● **EXERCISE PROMPT**: Put every row below into a numbered list, one line per item, and drop any blank lines.

● **RECORD SET**:
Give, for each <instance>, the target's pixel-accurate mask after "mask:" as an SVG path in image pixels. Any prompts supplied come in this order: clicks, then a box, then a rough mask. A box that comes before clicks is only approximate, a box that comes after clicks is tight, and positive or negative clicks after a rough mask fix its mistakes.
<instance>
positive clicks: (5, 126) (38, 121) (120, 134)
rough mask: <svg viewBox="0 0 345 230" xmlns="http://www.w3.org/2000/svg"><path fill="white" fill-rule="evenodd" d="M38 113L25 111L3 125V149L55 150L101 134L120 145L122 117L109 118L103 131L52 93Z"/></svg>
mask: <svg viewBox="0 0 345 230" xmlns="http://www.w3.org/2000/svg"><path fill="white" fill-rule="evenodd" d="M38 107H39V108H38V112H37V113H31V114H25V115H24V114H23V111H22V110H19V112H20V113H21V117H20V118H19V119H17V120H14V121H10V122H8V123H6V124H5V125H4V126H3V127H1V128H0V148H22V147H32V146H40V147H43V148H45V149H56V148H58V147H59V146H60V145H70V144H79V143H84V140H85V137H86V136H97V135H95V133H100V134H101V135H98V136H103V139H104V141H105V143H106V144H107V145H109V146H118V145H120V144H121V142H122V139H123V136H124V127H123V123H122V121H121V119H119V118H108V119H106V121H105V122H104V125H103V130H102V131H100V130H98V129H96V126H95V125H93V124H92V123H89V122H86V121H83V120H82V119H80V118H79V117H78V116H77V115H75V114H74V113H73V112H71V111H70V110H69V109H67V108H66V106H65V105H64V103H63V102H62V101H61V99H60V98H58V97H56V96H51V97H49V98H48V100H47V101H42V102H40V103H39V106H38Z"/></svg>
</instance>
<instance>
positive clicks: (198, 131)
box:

● **SOLVED PROBLEM**:
1. Give, for each <instance>, the target's pixel-accurate mask after "mask:" as an SVG path in image pixels. Any prompts supplied come in this order: clicks, then a box, then a rough mask. A box that comes before clicks is only approximate, a box that comes after clicks is tight, and positive or negative clicks after a rough mask fix its mistakes.
2. <instance>
3. positive clicks: (5, 126) (38, 121) (120, 134)
4. rough mask: <svg viewBox="0 0 345 230" xmlns="http://www.w3.org/2000/svg"><path fill="white" fill-rule="evenodd" d="M38 113L25 111L3 125V149L55 150L101 134L120 145L122 117L109 118L103 131L52 93Z"/></svg>
5. mask: <svg viewBox="0 0 345 230" xmlns="http://www.w3.org/2000/svg"><path fill="white" fill-rule="evenodd" d="M38 107H39V108H38V112H37V113H31V114H25V115H24V114H23V111H22V110H19V112H20V113H21V117H20V118H19V119H17V120H14V121H10V122H8V123H6V124H5V125H4V126H3V127H1V128H0V148H22V147H32V146H40V147H43V148H45V149H56V148H58V147H59V146H60V145H70V144H79V143H84V140H85V137H86V136H97V135H95V133H100V134H101V135H98V136H103V139H104V141H105V143H106V144H107V145H109V146H118V145H120V144H121V142H122V139H123V136H124V127H123V123H122V121H121V119H119V118H108V119H106V121H105V122H104V125H103V130H102V131H100V130H98V129H96V126H95V125H93V124H92V123H89V122H86V121H83V120H82V119H80V118H79V117H78V116H77V115H75V114H74V113H73V112H71V111H70V110H69V109H67V108H66V106H65V105H64V103H63V102H62V101H61V99H60V98H58V97H56V96H51V97H49V98H48V100H47V101H42V102H40V103H39V106H38Z"/></svg>
6. </instance>
7. <instance>
8. positive clicks: (198, 131)
9. box:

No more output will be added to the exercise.